**TASK TO COMPLETE:**
Return each line exactly as written. Begin with the first line of the entries and end with the line that has "of the bush".

== DATA TO EXAMINE ==

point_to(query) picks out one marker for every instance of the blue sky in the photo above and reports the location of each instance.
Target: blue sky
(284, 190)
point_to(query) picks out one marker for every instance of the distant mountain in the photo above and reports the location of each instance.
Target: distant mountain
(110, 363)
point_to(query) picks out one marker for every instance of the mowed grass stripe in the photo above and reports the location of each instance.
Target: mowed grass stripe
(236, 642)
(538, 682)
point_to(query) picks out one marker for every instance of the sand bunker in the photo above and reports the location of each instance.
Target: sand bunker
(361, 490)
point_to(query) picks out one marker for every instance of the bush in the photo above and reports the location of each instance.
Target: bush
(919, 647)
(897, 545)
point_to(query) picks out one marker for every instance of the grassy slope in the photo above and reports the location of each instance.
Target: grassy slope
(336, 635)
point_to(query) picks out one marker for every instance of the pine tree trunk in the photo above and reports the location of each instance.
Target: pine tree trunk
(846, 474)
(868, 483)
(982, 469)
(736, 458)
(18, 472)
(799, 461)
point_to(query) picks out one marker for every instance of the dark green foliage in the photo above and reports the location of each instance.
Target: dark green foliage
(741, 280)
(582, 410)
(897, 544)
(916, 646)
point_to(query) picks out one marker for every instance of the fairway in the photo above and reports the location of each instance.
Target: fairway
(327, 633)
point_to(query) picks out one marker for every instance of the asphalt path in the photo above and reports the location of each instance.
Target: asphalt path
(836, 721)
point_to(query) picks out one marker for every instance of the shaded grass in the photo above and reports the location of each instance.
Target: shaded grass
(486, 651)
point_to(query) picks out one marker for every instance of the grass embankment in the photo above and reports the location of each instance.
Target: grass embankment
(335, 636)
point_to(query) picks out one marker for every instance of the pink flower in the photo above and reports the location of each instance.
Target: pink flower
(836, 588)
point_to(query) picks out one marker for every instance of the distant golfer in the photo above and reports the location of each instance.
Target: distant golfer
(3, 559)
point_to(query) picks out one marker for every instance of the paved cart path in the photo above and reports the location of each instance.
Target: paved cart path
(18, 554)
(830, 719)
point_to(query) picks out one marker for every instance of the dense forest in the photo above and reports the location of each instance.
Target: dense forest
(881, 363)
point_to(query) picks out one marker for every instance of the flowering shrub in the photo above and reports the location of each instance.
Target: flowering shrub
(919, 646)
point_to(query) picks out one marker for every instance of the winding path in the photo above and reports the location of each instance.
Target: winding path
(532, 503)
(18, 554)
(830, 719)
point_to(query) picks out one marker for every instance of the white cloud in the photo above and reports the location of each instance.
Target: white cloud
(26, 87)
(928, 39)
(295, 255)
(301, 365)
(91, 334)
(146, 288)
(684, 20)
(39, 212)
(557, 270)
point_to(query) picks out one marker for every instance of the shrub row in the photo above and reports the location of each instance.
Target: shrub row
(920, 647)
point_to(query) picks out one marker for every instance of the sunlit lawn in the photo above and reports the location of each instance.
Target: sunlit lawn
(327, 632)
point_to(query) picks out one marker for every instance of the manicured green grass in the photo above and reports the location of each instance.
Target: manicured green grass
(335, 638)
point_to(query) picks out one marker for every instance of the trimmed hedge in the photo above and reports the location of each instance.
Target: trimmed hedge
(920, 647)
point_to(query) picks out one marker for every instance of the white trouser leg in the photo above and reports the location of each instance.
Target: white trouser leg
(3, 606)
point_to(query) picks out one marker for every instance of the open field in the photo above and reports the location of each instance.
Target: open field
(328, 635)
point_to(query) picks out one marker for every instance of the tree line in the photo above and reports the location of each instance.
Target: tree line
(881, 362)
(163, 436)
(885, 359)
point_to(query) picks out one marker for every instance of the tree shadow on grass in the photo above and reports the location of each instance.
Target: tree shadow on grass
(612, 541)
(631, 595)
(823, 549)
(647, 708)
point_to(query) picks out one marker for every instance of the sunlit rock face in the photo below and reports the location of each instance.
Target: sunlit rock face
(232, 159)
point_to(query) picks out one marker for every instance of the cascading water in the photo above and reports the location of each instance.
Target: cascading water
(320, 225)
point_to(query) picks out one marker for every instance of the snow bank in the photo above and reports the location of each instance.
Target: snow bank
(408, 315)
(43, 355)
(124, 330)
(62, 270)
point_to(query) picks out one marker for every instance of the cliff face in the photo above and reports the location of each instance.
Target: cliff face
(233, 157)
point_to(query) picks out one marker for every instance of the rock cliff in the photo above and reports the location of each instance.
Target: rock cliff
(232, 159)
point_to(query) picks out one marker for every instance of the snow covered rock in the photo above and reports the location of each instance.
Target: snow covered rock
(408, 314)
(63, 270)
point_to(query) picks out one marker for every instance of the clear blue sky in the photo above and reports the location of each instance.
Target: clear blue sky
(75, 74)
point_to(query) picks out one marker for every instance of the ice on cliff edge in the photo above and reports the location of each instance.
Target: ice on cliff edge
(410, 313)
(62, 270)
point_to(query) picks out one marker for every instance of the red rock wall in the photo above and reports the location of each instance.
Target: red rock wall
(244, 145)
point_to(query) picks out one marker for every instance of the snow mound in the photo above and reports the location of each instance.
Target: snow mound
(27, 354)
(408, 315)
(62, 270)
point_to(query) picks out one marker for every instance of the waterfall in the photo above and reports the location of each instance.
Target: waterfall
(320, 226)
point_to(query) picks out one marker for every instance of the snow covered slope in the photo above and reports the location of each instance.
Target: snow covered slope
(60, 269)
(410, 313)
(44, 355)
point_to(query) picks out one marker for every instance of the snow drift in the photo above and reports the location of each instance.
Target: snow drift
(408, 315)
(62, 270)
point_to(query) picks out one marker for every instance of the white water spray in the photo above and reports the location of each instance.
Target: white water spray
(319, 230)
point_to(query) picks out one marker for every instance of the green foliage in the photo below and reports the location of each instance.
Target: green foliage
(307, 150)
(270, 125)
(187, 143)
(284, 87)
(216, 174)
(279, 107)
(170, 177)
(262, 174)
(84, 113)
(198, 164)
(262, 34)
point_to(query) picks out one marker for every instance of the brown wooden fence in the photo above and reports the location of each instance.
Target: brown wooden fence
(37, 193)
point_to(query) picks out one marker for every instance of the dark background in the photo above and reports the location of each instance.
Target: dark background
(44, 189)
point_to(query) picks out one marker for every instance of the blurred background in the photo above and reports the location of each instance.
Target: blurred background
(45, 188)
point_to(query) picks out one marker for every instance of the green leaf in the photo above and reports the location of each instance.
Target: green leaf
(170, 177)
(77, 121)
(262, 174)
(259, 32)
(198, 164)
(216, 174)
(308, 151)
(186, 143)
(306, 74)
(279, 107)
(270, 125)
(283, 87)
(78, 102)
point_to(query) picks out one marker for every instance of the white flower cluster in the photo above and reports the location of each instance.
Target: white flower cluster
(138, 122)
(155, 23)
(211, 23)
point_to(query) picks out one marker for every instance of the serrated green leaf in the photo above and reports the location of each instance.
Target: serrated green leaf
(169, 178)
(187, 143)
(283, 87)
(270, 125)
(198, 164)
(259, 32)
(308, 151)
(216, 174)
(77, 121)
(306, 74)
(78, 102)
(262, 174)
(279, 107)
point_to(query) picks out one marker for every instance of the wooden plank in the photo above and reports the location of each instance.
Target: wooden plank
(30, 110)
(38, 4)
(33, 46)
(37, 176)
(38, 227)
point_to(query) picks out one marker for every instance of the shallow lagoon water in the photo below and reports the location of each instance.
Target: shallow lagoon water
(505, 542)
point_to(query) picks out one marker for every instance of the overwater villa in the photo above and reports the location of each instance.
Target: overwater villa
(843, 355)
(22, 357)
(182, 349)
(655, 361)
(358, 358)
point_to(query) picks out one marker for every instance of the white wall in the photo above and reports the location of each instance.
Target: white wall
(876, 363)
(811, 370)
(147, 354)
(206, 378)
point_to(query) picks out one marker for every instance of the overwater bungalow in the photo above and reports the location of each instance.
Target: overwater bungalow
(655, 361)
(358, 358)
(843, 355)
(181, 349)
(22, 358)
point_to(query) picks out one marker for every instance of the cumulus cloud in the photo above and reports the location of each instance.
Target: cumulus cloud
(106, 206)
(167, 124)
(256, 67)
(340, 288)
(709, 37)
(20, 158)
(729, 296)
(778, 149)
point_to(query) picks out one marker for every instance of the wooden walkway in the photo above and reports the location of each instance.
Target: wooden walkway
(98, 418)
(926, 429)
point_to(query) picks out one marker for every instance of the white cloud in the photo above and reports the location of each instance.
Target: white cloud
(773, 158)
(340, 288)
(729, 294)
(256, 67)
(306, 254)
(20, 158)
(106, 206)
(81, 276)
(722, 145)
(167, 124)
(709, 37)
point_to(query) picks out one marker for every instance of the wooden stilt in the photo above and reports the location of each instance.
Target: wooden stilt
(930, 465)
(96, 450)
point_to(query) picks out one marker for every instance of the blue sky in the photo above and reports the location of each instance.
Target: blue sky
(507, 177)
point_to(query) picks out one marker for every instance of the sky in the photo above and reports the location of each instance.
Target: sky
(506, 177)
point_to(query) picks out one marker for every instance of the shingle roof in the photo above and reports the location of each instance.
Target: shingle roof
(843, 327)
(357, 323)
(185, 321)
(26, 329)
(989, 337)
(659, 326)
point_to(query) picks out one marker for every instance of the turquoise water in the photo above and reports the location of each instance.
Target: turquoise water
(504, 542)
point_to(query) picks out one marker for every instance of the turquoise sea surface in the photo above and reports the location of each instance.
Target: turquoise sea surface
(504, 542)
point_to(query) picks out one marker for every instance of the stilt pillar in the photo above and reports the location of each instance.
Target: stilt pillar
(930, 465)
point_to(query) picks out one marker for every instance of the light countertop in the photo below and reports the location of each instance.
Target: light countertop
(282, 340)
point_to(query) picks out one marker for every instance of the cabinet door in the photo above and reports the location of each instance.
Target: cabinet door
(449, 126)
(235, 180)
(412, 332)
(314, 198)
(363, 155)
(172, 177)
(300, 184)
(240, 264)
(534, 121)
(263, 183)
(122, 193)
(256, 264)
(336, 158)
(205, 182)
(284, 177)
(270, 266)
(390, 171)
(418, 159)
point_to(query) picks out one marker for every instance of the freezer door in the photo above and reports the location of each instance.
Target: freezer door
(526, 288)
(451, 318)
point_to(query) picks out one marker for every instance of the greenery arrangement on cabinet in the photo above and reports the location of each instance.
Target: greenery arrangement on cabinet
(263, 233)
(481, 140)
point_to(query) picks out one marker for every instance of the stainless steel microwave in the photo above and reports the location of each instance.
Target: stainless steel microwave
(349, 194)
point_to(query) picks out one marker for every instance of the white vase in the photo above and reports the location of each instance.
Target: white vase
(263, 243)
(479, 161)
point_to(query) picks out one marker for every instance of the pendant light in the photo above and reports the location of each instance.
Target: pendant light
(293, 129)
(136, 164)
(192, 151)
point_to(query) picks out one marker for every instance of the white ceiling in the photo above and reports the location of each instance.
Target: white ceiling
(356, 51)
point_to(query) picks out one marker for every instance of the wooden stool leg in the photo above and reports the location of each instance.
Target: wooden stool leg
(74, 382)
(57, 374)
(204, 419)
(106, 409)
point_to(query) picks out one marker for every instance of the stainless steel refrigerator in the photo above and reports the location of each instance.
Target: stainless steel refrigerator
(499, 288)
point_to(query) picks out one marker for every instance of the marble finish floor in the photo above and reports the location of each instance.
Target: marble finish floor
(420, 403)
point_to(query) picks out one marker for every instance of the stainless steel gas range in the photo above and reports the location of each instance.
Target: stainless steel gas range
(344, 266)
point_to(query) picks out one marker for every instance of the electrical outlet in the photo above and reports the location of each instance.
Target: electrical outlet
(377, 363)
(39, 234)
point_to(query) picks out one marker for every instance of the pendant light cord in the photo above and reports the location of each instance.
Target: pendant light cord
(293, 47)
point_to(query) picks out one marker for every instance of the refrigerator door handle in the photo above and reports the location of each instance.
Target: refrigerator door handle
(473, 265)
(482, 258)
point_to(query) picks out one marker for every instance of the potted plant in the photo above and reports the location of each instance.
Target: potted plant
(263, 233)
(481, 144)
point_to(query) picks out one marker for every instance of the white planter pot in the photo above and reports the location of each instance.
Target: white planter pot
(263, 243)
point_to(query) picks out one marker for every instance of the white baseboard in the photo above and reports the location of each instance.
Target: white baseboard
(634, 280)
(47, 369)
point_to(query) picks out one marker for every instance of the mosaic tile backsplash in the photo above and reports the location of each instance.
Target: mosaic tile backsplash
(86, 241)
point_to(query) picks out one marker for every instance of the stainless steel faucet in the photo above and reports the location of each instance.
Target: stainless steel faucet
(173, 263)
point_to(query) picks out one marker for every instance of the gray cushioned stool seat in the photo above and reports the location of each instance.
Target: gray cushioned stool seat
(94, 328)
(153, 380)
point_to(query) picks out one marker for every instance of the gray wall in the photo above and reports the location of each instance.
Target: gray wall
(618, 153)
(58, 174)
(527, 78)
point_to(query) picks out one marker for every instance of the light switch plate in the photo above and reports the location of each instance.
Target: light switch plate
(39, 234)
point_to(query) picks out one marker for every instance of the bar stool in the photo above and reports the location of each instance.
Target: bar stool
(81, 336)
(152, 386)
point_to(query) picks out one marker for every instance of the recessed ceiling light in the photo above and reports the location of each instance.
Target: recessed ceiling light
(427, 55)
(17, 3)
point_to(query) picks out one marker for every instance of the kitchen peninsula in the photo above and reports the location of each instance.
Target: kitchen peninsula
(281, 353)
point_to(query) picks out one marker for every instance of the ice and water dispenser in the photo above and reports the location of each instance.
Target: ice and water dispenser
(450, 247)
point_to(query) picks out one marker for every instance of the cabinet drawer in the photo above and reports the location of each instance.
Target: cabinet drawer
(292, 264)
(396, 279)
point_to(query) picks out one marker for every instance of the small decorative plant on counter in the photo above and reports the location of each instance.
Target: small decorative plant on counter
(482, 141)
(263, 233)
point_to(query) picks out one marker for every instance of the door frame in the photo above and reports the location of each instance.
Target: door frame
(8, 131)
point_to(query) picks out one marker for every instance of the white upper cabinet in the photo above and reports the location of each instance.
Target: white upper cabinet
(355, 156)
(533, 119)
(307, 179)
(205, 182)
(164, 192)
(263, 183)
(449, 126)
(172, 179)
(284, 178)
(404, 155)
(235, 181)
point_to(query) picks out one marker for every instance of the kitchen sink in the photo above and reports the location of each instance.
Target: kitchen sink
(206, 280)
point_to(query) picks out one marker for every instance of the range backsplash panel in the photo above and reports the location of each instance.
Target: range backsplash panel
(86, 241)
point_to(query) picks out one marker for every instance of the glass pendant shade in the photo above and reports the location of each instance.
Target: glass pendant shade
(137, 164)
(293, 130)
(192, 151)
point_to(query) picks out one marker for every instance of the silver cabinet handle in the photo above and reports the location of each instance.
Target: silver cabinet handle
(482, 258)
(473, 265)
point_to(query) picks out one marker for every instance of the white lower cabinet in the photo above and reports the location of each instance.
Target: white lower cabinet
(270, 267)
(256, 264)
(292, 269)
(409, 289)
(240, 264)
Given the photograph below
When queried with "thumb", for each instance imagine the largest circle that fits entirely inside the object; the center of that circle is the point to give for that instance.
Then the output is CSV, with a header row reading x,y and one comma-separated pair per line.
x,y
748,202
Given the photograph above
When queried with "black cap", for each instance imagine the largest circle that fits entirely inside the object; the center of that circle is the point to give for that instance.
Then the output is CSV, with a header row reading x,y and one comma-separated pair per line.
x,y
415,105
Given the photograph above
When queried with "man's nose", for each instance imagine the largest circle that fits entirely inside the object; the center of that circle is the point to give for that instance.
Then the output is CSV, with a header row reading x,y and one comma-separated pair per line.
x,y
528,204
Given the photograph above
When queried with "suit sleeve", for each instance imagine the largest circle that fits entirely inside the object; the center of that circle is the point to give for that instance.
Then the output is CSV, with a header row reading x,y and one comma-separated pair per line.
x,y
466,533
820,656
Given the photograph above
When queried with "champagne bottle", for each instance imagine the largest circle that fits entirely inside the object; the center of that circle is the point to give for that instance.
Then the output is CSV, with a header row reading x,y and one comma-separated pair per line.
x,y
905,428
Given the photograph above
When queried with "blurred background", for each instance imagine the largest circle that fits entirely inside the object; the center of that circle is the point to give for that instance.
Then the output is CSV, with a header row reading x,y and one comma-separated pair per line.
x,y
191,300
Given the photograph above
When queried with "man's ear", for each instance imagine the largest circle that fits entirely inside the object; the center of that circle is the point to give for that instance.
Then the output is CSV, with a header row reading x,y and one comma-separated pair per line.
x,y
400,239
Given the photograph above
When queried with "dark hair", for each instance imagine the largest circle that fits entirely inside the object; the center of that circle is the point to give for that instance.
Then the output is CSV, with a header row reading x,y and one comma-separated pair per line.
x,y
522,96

===

**SOLUTION FOR THIS PROBLEM:**
point_to(query) picks out one marker for every instance of the blue sky in the photo above and reports the location of each instance.
Target: blue sky
(284, 190)
point_to(query) picks out one marker for every instance of the distant mountain in the photo above and reports the location of each instance.
Target: distant mountain
(110, 363)
point_to(query) picks out one marker for every instance of the mowed grass stripe in the photo above and reports the location of each instance.
Target: mowed grass stripe
(236, 642)
(538, 682)
point_to(query) picks out one marker for every instance of the sand bunker in the photo above and reports the location of each instance.
Target: sand bunker
(361, 490)
point_to(query) picks out one marker for every instance of the bush in the photo above and reports the location of each instance.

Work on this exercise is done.